▸ **What you have to do**: An identical copy of the data below is needed.

▸ **Supplied entries**:
◇ ◇ ◇ ◇ ◇ ◇ ◇

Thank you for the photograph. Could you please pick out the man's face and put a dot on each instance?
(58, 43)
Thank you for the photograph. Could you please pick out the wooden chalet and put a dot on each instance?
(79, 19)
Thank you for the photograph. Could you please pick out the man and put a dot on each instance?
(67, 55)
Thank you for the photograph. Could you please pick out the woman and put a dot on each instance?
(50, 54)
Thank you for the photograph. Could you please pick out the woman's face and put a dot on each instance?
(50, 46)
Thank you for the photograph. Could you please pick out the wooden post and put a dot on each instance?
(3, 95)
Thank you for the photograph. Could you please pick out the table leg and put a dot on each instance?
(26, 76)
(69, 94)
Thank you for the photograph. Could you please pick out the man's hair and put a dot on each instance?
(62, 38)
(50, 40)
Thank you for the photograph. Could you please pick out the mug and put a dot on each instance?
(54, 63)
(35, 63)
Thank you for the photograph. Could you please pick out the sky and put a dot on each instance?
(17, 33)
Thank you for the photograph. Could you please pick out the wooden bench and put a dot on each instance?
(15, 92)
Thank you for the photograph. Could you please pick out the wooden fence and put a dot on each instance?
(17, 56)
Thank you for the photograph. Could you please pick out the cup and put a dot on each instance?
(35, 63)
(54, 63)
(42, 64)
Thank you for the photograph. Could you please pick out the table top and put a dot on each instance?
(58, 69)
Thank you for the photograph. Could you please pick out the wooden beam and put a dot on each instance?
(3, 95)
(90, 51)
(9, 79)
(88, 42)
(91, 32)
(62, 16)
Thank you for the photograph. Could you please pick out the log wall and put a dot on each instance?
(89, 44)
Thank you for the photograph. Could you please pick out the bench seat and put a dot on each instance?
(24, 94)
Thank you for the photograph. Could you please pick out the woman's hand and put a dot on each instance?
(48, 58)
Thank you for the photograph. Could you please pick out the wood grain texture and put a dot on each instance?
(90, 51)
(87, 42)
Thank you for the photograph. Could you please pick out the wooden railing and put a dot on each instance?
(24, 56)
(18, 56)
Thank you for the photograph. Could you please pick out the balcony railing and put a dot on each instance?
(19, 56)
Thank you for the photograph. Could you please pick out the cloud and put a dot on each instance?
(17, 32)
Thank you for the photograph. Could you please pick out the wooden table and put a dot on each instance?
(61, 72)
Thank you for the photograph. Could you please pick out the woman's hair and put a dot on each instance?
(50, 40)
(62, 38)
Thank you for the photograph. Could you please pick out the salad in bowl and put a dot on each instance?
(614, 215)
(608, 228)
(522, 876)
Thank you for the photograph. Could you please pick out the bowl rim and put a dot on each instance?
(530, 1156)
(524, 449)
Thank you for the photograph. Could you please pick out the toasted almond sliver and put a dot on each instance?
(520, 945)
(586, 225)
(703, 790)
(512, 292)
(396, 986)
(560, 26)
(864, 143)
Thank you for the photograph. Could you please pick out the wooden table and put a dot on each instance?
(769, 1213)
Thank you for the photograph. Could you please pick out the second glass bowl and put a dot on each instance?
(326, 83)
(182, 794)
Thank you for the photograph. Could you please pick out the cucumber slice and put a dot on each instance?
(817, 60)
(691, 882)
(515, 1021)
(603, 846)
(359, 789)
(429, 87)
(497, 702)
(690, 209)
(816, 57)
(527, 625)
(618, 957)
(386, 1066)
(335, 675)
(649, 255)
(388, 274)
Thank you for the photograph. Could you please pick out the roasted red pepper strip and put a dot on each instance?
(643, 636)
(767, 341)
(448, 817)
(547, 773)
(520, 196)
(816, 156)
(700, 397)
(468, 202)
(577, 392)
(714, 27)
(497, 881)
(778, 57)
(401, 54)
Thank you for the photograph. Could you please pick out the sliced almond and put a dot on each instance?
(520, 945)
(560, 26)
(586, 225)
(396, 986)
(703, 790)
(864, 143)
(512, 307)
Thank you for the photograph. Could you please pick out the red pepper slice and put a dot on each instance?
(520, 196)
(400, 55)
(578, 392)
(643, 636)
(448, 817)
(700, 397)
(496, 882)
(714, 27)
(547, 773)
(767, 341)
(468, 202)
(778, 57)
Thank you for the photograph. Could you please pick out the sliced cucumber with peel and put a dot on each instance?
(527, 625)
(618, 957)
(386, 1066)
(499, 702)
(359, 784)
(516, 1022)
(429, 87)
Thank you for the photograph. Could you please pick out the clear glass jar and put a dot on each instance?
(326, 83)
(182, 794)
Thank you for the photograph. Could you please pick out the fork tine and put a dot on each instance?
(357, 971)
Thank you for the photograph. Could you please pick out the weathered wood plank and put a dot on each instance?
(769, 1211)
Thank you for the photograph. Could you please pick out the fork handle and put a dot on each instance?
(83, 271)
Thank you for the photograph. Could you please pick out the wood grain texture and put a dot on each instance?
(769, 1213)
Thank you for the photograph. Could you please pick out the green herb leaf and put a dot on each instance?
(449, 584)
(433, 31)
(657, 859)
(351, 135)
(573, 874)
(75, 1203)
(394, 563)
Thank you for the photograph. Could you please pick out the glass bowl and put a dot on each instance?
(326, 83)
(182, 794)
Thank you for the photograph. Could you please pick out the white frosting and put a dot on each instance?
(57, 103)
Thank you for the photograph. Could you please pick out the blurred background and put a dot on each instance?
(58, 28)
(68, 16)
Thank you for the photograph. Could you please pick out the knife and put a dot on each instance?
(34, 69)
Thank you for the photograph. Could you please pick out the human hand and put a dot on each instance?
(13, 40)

◇ ◇ ◇ ◇ ◇ ◇ ◇

▸ **Result of the task**:
Thank you for the photograph. Could you please pick out the man's face and put a dot on each instance?
(58, 43)
Thank you for the photograph. Could you please pick out the wooden chalet and put a dot on each instance?
(79, 19)
Thank you for the photograph. Could you please pick out the man and put a dot on each instance?
(67, 55)
Thank you for the photograph. Could you please pick out the woman and put a dot on each instance?
(50, 54)
Thank you for the photograph. Could you please pick out the woman's face and put a dot on each instance?
(50, 46)
Thank you for the photograph. Could you please pick out the wooden post and put a dot on each instance?
(3, 95)
Thank you for the photograph. Could you please pick out the table leg and put a dot on each instance?
(26, 76)
(69, 94)
Thank you for the photograph. Could you please pick out the man's hair and put a dot on each instance?
(62, 38)
(50, 40)
Thank you for the photograph. Could you please pick out the mug and put a dot on each instance?
(54, 63)
(35, 63)
Thank you for the photograph. Could you please pick out the sky and put a dot on each instance?
(17, 33)
Thank you for the photograph. Could you please pick out the wooden bench and put a dot on each instance?
(15, 92)
Thank you for the photograph. Could you please pick out the wooden fence and put a dot on each instance?
(17, 56)
Thank you for the photograph. Could you please pick out the cup and put a dot on each instance?
(35, 63)
(54, 63)
(42, 64)
Thank you for the photograph. Could you please pick out the table top and put a dot on each instance?
(58, 69)
Thank you for the photograph. Could you please pick out the wooden beam and put a dot on each instance?
(3, 95)
(90, 51)
(9, 79)
(88, 42)
(91, 32)
(62, 16)
Thank you for the photograph. Could you please pick out the log wall and put a dot on each instance?
(89, 44)
Thank you for the photograph. Could you please pick out the bench seat and put a dot on each instance?
(24, 94)
Thank you for the photograph. Could you please pick out the woman's hand and put a dot on each instance?
(48, 58)
Thank you for the photograph. Could you please pick out the wood grain texture and put a dot on each instance?
(90, 51)
(87, 42)
Thank you for the photograph. Could you please pick out the wooden railing and put a dot on each instance?
(24, 56)
(18, 56)
Thank you for the photograph. Could you please pick out the balcony railing and put a dot on each instance?
(19, 56)
Thank you for the photograph. Could you please pick out the cloud and put a dot on each instance?
(17, 32)
Thank you for the photograph. Could you please pick out the wooden table and put a dot on each instance?
(61, 72)
Thank you for the photograph. Could you please pick out the woman's hair and put a dot on each instance?
(50, 40)
(62, 38)
Thank you for the photograph. Could you please pick out the salad in bowl and put a dot on each instance?
(614, 215)
(608, 228)
(522, 876)
Thank you for the photograph. Could you please pick out the bowl rim and put a dot on each instance?
(530, 1156)
(524, 449)
Thank you for the photograph. Could you please pick out the toasted almond sliver and put a dot on each instance?
(520, 945)
(586, 225)
(703, 790)
(512, 292)
(396, 986)
(560, 26)
(864, 143)
Thank you for the photograph. Could you please pick out the wooden table and put a dot on each instance?
(769, 1213)
Thank you for the photograph. Could you please pick out the second glass bowl and put a dot on each instance?
(326, 83)
(182, 794)
Thank you for the photograph. Could you please pick out the cucumber slice and put a dot on each instance?
(817, 60)
(691, 882)
(515, 1021)
(603, 846)
(359, 789)
(429, 87)
(497, 702)
(690, 209)
(816, 57)
(527, 625)
(618, 957)
(386, 1066)
(335, 675)
(649, 255)
(388, 274)
Thank you for the photograph. Could you please pick out the roasted red pepper strip and put a dot on each instance?
(643, 636)
(767, 341)
(448, 817)
(547, 773)
(520, 196)
(816, 156)
(700, 397)
(468, 202)
(577, 392)
(714, 27)
(497, 881)
(778, 57)
(401, 54)
Thank you for the photograph. Could you please pick out the sliced almond and put a dot on each instance?
(520, 945)
(560, 26)
(586, 225)
(396, 986)
(703, 790)
(864, 143)
(512, 307)
Thank you for the photograph. Could you please pick out the red pepper slice and put a dot on each instance?
(520, 196)
(400, 55)
(578, 392)
(643, 636)
(448, 817)
(700, 397)
(496, 882)
(714, 27)
(547, 773)
(767, 341)
(468, 202)
(778, 57)
Thank you for the photograph. Could you please pick out the sliced cucumber with peel and put a dot on each instance?
(527, 625)
(618, 957)
(386, 1066)
(499, 702)
(359, 784)
(516, 1022)
(429, 87)
Thank you for the photograph. Could you please pick out the clear glass jar and put a dot on each instance?
(326, 83)
(182, 794)
Thank you for the photograph. Could you please pick out the fork tine and put a dot on each instance?
(357, 971)
Thank you for the photograph. Could you please pick out the weathered wood plank and put a dot on each instance?
(769, 1211)
Thank you for the photograph. Could you please pick out the fork handle and put a dot on each instance?
(83, 271)
Thank you for the photograph. Could you please pick out the wood grain texture and put a dot on each instance?
(769, 1213)
Thank you for the photograph. Could you please pick out the green herb leaf and put a dot on each instance?
(449, 584)
(433, 31)
(657, 859)
(351, 135)
(573, 874)
(75, 1203)
(394, 563)
Thank you for the photograph. Could you please pick out the glass bowl and put a dot on each instance?
(326, 83)
(182, 794)
Thank you for the photograph. Could you please pick out the white frosting and put a dot on each instance?
(57, 103)
Thank you for the photograph. Could you please pick out the blurred background and put a dot on each instance?
(58, 28)
(68, 16)
Thank you for the photograph. Could you please pick out the knife and put a dot on each instance?
(34, 69)
Thank you for the photograph. Could you please pick out the human hand and put a dot on each instance?
(13, 40)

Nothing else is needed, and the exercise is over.